### TAREA 1
En el extracto de página sobre el cuadro de Cachete González, ¿por qué se escribe sobre este tema? Responde en una a tres oraciones.
### TAREA 2
Copia al pie de la letra, del extracto de página, todo lo que va desde "Nada más triste" hasta "negro y tinta.".
### TAREA 3
Resume en pocas oraciones el párrafo del extracto de página que empieza con "La fuerza está en mirarnos", sin perder sus datos principales.

### EXTRACTO DE PÁGINA
Nada más triste que “no ser”, que no tener pista de quiénes somos, que no tener
pista de qué queremos ser, pista de cómo queremos ser.
La fuerza está en mirarnos en el espejo para sabernos. Escribo sobre
este tema por dos razones: la primera, es un tema incorporado a mi pensamiento;
y la segunda se debe a la contemplación de una obra de arte. Recibí como
obsequio un cuadro de Roberto “Cachete” González. Marisa, su hija, fue la del
gesto amigo. Cuando tuve el cuadro en mis manos, sentado a mi escritorio, en
soledad y en silencio, lo miré, y tuve la certeza de estar mirándome en un
espejo, en otro más, en uno alumbrado en un ámbito de sintonía mágica donde
nunca antes había estado.
Cachete utilizaba la acuarela o la témpera, incluía lápiz negro y tinta.
Describo el cuadro: el naranja marca su zona desde casi la mitad de la frente
hacia la derecha. El hombre que veo en el espejo tiene una frente amplia. El
naranja baja, obedece la orden el pincel de Cachete, hasta el pómulo, y rodea
el ojo derecho. En esa parte el color se esfuma, se transparenta, se ayuda con
un amarillo de extrema palidez. Cachete juega una vez más a las transparencias.

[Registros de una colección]

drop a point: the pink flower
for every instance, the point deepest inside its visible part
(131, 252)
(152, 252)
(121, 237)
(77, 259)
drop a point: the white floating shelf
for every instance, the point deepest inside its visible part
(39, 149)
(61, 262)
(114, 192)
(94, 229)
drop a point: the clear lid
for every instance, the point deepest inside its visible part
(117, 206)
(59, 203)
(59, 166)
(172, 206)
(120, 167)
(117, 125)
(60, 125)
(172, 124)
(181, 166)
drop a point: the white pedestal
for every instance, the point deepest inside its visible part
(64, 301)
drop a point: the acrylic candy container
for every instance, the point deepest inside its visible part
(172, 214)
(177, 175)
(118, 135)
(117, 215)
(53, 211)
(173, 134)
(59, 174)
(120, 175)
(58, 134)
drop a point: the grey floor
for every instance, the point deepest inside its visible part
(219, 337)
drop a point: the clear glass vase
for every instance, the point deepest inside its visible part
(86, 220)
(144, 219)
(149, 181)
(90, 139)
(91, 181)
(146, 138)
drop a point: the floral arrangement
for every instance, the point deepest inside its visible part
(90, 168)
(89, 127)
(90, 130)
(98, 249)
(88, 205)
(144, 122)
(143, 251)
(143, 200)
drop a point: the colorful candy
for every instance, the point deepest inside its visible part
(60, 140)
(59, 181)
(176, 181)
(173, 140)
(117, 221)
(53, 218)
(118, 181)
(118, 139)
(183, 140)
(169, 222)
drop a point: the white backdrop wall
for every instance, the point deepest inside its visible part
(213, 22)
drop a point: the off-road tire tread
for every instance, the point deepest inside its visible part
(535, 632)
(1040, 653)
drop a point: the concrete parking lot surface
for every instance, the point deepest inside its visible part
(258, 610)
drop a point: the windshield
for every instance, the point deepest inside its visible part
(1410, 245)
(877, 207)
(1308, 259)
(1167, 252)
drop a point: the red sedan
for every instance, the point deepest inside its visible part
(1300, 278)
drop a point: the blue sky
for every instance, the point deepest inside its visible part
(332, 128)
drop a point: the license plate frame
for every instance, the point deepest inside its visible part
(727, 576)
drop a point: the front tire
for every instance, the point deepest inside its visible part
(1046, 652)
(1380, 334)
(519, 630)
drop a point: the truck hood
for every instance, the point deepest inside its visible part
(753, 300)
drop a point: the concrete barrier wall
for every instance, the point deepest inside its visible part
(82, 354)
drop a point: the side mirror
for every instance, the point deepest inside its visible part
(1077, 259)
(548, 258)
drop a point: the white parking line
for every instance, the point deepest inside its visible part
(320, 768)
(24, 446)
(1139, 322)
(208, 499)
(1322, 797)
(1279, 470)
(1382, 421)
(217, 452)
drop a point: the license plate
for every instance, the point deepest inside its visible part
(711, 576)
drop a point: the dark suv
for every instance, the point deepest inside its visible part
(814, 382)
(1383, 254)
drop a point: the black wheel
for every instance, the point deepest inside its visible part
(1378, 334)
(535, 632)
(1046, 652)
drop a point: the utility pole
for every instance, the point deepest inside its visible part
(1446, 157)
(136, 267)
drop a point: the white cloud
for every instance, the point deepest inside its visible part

### RESPUESTA 1
Por dos razones: el tema ya forma parte de su pensamiento, y además contempló una obra de arte, un cuadro de Roberto «Cachete» González que recibió como regalo.

### RESPUESTA 2
Nada más triste que “no ser”, que no tener pista de quiénes somos, que no tener
pista de qué queremos ser, pista de cómo queremos ser.
La fuerza está en mirarnos en el espejo para sabernos. Escribo sobre
este tema por dos razones: la primera, es un tema incorporado a mi pensamiento;
y la segunda se debe a la contemplación de una obra de arte. Recibí como
obsequio un cuadro de Roberto “Cachete” González. Marisa, su hija, fue la del
gesto amigo. Cuando tuve el cuadro en mis manos, sentado a mi escritorio, en
soledad y en silencio, lo miré, y tuve la certeza de estar mirándome en un
espejo, en otro más, en uno alumbrado en un ámbito de sintonía mágica donde
nunca antes había estado.
Cachete utilizaba la acuarela o la témpera, incluía lápiz negro y tinta.

### RESPUESTA 3
La fuerza está en mirarse al espejo para conocerse. Se escribe sobre el tema por dos motivos: ya forma parte de su pensamiento y contempló una obra de arte. Recibió de regalo un cuadro de Roberto «Cachete» González, gracias al gesto amigo de Marisa, hija del pintor. Al mirarlo en su escritorio, en soledad y en silencio, tuvo la certeza de estar mirándose en otro espejo, en un ámbito de sintonía mágica donde nunca antes había estado.